• _EXERCISE_: Working from the entries below, count every line that includes the word "flower". Return the figure alone.

• _INPUT DATA_:
^^^^^^^^
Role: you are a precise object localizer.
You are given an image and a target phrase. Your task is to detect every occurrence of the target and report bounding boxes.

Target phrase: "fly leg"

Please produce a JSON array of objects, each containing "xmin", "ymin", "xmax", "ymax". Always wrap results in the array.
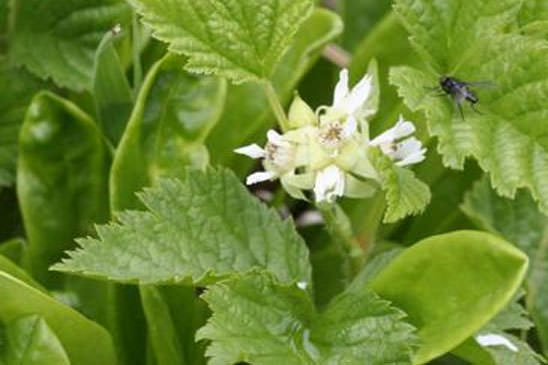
[
  {"xmin": 456, "ymin": 102, "xmax": 465, "ymax": 121},
  {"xmin": 470, "ymin": 102, "xmax": 483, "ymax": 115}
]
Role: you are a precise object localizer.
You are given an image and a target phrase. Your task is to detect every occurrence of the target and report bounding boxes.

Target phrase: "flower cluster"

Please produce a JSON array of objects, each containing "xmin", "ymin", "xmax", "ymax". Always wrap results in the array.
[{"xmin": 235, "ymin": 69, "xmax": 426, "ymax": 204}]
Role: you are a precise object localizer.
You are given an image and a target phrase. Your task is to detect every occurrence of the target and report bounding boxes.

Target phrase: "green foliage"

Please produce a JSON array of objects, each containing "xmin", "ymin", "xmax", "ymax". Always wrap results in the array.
[
  {"xmin": 54, "ymin": 168, "xmax": 311, "ymax": 285},
  {"xmin": 370, "ymin": 231, "xmax": 529, "ymax": 364},
  {"xmin": 461, "ymin": 177, "xmax": 548, "ymax": 354},
  {"xmin": 339, "ymin": 0, "xmax": 392, "ymax": 51},
  {"xmin": 0, "ymin": 271, "xmax": 116, "ymax": 365},
  {"xmin": 10, "ymin": 0, "xmax": 131, "ymax": 91},
  {"xmin": 0, "ymin": 61, "xmax": 45, "ymax": 187},
  {"xmin": 369, "ymin": 148, "xmax": 431, "ymax": 223},
  {"xmin": 110, "ymin": 53, "xmax": 226, "ymax": 211},
  {"xmin": 1, "ymin": 315, "xmax": 70, "ymax": 365},
  {"xmin": 128, "ymin": 0, "xmax": 314, "ymax": 83},
  {"xmin": 391, "ymin": 0, "xmax": 548, "ymax": 215},
  {"xmin": 17, "ymin": 92, "xmax": 110, "ymax": 288},
  {"xmin": 197, "ymin": 272, "xmax": 416, "ymax": 365},
  {"xmin": 92, "ymin": 29, "xmax": 134, "ymax": 145}
]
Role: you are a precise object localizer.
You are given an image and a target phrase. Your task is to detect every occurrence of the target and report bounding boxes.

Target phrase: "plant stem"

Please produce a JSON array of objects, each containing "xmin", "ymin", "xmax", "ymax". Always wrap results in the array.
[
  {"xmin": 318, "ymin": 203, "xmax": 364, "ymax": 277},
  {"xmin": 263, "ymin": 82, "xmax": 290, "ymax": 131},
  {"xmin": 132, "ymin": 11, "xmax": 143, "ymax": 96}
]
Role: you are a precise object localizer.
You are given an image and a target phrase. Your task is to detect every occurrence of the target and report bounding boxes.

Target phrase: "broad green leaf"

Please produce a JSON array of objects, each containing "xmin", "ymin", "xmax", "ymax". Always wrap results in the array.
[
  {"xmin": 2, "ymin": 315, "xmax": 70, "ymax": 365},
  {"xmin": 369, "ymin": 148, "xmax": 431, "ymax": 223},
  {"xmin": 339, "ymin": 0, "xmax": 392, "ymax": 51},
  {"xmin": 461, "ymin": 177, "xmax": 548, "ymax": 354},
  {"xmin": 0, "ymin": 254, "xmax": 45, "ymax": 293},
  {"xmin": 10, "ymin": 0, "xmax": 131, "ymax": 91},
  {"xmin": 197, "ymin": 272, "xmax": 416, "ymax": 365},
  {"xmin": 370, "ymin": 230, "xmax": 529, "ymax": 364},
  {"xmin": 54, "ymin": 168, "xmax": 311, "ymax": 285},
  {"xmin": 93, "ymin": 29, "xmax": 134, "ymax": 145},
  {"xmin": 207, "ymin": 8, "xmax": 343, "ymax": 175},
  {"xmin": 0, "ymin": 271, "xmax": 116, "ymax": 365},
  {"xmin": 519, "ymin": 0, "xmax": 548, "ymax": 35},
  {"xmin": 391, "ymin": 0, "xmax": 548, "ymax": 215},
  {"xmin": 17, "ymin": 91, "xmax": 110, "ymax": 288},
  {"xmin": 128, "ymin": 0, "xmax": 314, "ymax": 83},
  {"xmin": 140, "ymin": 285, "xmax": 209, "ymax": 365},
  {"xmin": 110, "ymin": 53, "xmax": 226, "ymax": 211},
  {"xmin": 0, "ymin": 61, "xmax": 45, "ymax": 187}
]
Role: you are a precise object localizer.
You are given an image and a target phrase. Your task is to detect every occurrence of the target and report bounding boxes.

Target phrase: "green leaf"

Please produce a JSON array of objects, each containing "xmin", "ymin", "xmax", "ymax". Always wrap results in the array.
[
  {"xmin": 369, "ymin": 148, "xmax": 431, "ymax": 223},
  {"xmin": 2, "ymin": 315, "xmax": 70, "ymax": 365},
  {"xmin": 93, "ymin": 29, "xmax": 134, "ymax": 145},
  {"xmin": 54, "ymin": 168, "xmax": 311, "ymax": 285},
  {"xmin": 110, "ymin": 53, "xmax": 226, "ymax": 211},
  {"xmin": 0, "ymin": 254, "xmax": 46, "ymax": 293},
  {"xmin": 0, "ymin": 271, "xmax": 116, "ymax": 365},
  {"xmin": 128, "ymin": 0, "xmax": 314, "ymax": 83},
  {"xmin": 0, "ymin": 61, "xmax": 45, "ymax": 187},
  {"xmin": 10, "ymin": 0, "xmax": 131, "ymax": 91},
  {"xmin": 0, "ymin": 238, "xmax": 24, "ymax": 264},
  {"xmin": 197, "ymin": 272, "xmax": 416, "ymax": 365},
  {"xmin": 461, "ymin": 177, "xmax": 548, "ymax": 355},
  {"xmin": 17, "ymin": 91, "xmax": 110, "ymax": 288},
  {"xmin": 391, "ymin": 0, "xmax": 548, "ymax": 216},
  {"xmin": 369, "ymin": 230, "xmax": 529, "ymax": 364},
  {"xmin": 206, "ymin": 8, "xmax": 342, "ymax": 175}
]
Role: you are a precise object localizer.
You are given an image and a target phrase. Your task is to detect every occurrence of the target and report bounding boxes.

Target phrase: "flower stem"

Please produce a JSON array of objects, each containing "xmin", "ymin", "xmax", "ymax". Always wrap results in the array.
[
  {"xmin": 318, "ymin": 203, "xmax": 364, "ymax": 278},
  {"xmin": 263, "ymin": 82, "xmax": 290, "ymax": 131},
  {"xmin": 132, "ymin": 11, "xmax": 143, "ymax": 95}
]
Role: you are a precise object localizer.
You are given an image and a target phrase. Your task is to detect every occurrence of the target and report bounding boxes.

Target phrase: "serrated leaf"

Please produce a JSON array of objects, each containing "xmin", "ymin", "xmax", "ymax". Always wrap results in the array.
[
  {"xmin": 10, "ymin": 0, "xmax": 131, "ymax": 91},
  {"xmin": 128, "ymin": 0, "xmax": 314, "ymax": 83},
  {"xmin": 461, "ymin": 176, "xmax": 548, "ymax": 354},
  {"xmin": 54, "ymin": 168, "xmax": 311, "ymax": 285},
  {"xmin": 391, "ymin": 0, "xmax": 548, "ymax": 216},
  {"xmin": 370, "ymin": 230, "xmax": 529, "ymax": 364},
  {"xmin": 368, "ymin": 148, "xmax": 431, "ymax": 223},
  {"xmin": 0, "ymin": 61, "xmax": 45, "ymax": 187},
  {"xmin": 110, "ymin": 53, "xmax": 226, "ymax": 211},
  {"xmin": 3, "ymin": 315, "xmax": 70, "ymax": 365},
  {"xmin": 0, "ymin": 272, "xmax": 116, "ymax": 365},
  {"xmin": 196, "ymin": 272, "xmax": 416, "ymax": 365}
]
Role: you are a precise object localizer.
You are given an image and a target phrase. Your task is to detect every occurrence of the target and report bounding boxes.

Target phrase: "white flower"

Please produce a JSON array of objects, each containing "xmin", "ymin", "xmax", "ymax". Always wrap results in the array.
[
  {"xmin": 314, "ymin": 165, "xmax": 345, "ymax": 203},
  {"xmin": 331, "ymin": 69, "xmax": 374, "ymax": 121},
  {"xmin": 370, "ymin": 115, "xmax": 426, "ymax": 166},
  {"xmin": 476, "ymin": 334, "xmax": 518, "ymax": 352},
  {"xmin": 235, "ymin": 130, "xmax": 296, "ymax": 185},
  {"xmin": 297, "ymin": 281, "xmax": 309, "ymax": 290}
]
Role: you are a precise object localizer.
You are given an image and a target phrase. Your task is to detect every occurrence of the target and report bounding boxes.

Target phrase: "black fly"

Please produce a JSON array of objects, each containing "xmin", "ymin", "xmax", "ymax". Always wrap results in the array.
[{"xmin": 428, "ymin": 76, "xmax": 491, "ymax": 120}]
^^^^^^^^
• _RESPONSE AREA_: 3